-------- Material to process --------
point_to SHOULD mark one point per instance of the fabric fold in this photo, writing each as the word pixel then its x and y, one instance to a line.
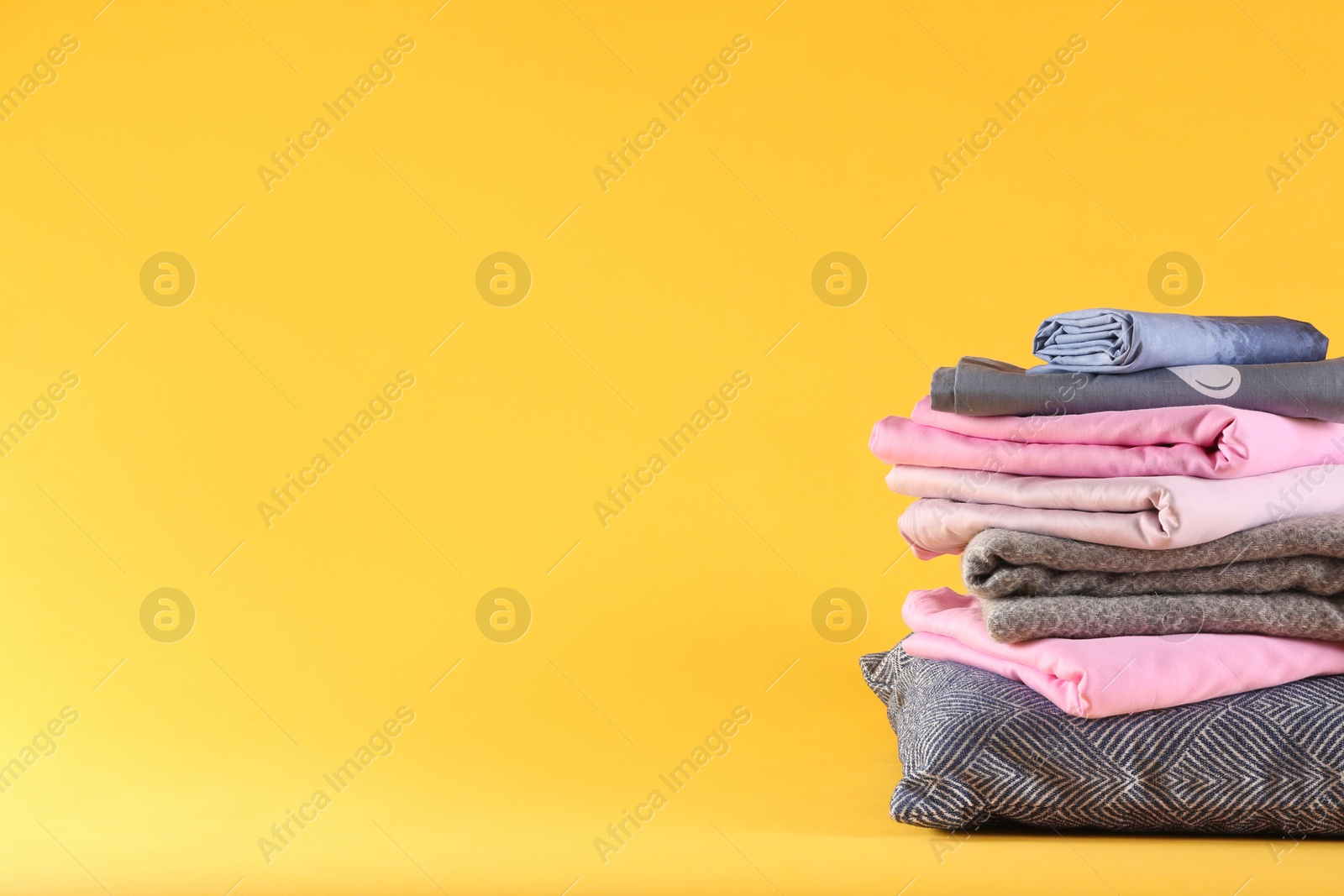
pixel 1109 340
pixel 983 387
pixel 1209 443
pixel 1301 553
pixel 1133 512
pixel 979 750
pixel 1102 678
pixel 1287 614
--------
- Direction
Copy out every line of the listing above word for word, omitting the picture.

- Output of the task
point_to SHOULD mark one point per instance of the fabric fold in this photo, writing each as the word pixel then its x and y, one instance to a line.
pixel 1109 340
pixel 983 387
pixel 1209 443
pixel 1301 553
pixel 1133 512
pixel 979 750
pixel 1102 678
pixel 1287 614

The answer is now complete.